CONSIGNE => Recopiez tout le passage du texte sur l'industrie pharmaceutique, depuis « Dans les bureaux » jusqu'à « une marchandise médicale. », en renommant « visiteurs médicaux » en « délégués médicaux ».
═══ EXTRAIT ═══
Médicaments dangereux, essais cliniques biaisés, experts corrompus : l’industrie pharmaceutique est au centre de scandales largement médiatisés. Au fil des procès, on dénonce des conflits d’intérêts et des manquements à l’éthique professionnelle. Mais suffit-il de pointer les failles du système et d’en rester là ? Ne faut-il pas s’interroger également sur son fonctionnement normal pour rendre compte de la récurrence de telles affaires ? C’est la question que pose ce livre, issu d’une enquête de quatre ans, en décrivant la vie d’un médicament ordinaire : un antibiotique apparemment sans histoire, consommé chaque année par des millions de patients.
Dans les bureaux du service marketing et les mallettes des visiteurs médicaux qui s’efforcent d’influencer les prescriptions des médecins, entre les mains des ouvriers et des ingénieurs chimistes, sous l’œil des experts et des lobbyistes aux positions enchevêtrées, ses pérégrinations dans les méandres du troisième groupe pharmaceutique mondial révèlent l’alliage instable de la santé et du profit dans la valeur attribuée à une marchandise médicale.
═══ DONNÉES SOURCES ═══
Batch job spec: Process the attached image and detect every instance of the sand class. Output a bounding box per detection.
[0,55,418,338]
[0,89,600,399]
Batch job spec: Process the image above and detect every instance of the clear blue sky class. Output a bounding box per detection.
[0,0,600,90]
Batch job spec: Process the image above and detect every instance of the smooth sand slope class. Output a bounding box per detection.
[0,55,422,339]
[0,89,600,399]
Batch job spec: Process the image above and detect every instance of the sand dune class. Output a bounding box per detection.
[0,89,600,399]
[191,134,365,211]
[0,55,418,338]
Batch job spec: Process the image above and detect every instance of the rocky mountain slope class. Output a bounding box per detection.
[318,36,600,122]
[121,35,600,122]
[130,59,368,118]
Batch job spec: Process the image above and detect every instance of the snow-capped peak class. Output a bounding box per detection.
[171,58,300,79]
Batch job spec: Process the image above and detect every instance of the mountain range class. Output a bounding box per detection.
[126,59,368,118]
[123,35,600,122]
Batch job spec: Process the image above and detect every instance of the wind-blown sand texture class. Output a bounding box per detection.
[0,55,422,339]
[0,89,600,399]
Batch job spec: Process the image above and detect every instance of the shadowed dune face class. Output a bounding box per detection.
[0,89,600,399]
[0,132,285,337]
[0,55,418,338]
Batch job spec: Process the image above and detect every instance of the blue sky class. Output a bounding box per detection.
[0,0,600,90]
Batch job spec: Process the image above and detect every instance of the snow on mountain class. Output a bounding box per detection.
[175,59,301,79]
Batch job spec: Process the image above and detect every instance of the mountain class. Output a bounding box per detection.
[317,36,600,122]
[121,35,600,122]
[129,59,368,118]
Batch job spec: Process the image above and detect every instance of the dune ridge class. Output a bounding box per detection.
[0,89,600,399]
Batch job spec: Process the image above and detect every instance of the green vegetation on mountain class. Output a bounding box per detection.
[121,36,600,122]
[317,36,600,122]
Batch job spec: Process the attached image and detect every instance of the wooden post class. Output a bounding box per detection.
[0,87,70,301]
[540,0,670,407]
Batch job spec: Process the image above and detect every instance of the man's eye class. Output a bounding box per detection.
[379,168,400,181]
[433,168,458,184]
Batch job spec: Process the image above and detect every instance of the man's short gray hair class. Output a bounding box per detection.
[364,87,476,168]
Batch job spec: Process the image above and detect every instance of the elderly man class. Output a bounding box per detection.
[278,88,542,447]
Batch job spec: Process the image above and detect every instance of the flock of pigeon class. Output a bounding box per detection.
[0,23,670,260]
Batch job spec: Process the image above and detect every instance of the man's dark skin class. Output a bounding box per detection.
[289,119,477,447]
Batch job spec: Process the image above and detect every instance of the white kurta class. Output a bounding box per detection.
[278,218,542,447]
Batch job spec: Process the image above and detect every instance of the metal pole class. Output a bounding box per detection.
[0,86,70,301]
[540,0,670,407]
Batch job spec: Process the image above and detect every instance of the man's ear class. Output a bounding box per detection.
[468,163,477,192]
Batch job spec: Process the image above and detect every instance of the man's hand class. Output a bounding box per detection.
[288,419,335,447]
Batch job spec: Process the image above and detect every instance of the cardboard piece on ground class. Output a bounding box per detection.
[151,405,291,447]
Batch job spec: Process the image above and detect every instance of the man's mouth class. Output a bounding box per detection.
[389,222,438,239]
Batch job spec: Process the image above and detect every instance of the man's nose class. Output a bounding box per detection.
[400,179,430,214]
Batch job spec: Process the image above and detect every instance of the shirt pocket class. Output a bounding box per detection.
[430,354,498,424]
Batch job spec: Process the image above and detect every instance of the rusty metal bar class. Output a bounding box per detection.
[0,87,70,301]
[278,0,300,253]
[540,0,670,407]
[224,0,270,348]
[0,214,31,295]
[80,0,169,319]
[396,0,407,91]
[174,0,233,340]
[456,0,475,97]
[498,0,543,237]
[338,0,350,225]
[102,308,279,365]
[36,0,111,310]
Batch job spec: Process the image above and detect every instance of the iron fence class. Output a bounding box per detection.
═══
RÉSULTAT =>
Dans les bureaux du service marketing et les mallettes des délégués médicaux qui s’efforcent d’influencer les prescriptions des médecins, entre les mains des ouvriers et des ingénieurs chimistes, sous l’œil des experts et des lobbyistes aux positions enchevêtrées, ses pérégrinations dans les méandres du troisième groupe pharmaceutique mondial révèlent l’alliage instable de la santé et du profit dans la valeur attribuée à une marchandise médicale.